:: TASK REQUIREMENTS ::
From the listing below, keep only the lines that contain the word "tree" and copy each of them unchanged.

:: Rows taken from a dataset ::
..............................

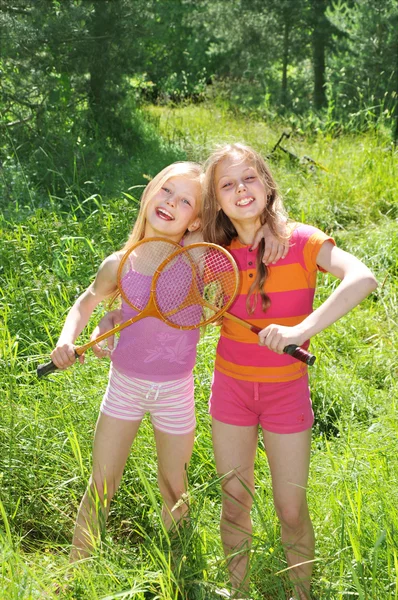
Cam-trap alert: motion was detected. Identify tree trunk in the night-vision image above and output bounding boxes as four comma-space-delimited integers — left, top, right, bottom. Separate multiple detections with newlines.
281, 18, 290, 106
312, 0, 329, 110
88, 0, 112, 125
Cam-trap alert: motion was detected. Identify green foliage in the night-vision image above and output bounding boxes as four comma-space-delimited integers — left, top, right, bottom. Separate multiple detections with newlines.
0, 105, 398, 600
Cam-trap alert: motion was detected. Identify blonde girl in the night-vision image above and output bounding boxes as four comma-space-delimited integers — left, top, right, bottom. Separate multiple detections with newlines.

..............................

:: THE OUTPUT ::
Cam-trap alert: motion was detected. Identify tree trunk in the night-vision image above and output bounding boxes as four comma-space-delimited integers — left, top, right, bottom. Separate multiple detections with newlines.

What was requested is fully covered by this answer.